**Exercise**.
Rewrite the lines below, putting "iron railing" wherever "metal railing" appears and leaving everything else as it is.

start Records shown

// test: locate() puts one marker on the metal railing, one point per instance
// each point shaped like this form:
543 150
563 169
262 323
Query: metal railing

end Records shown

**Expected answer**.
// test: locate() puts one marker on the iron railing, one point per instance
// each point shaped like this form:
543 150
563 169
262 323
Query: iron railing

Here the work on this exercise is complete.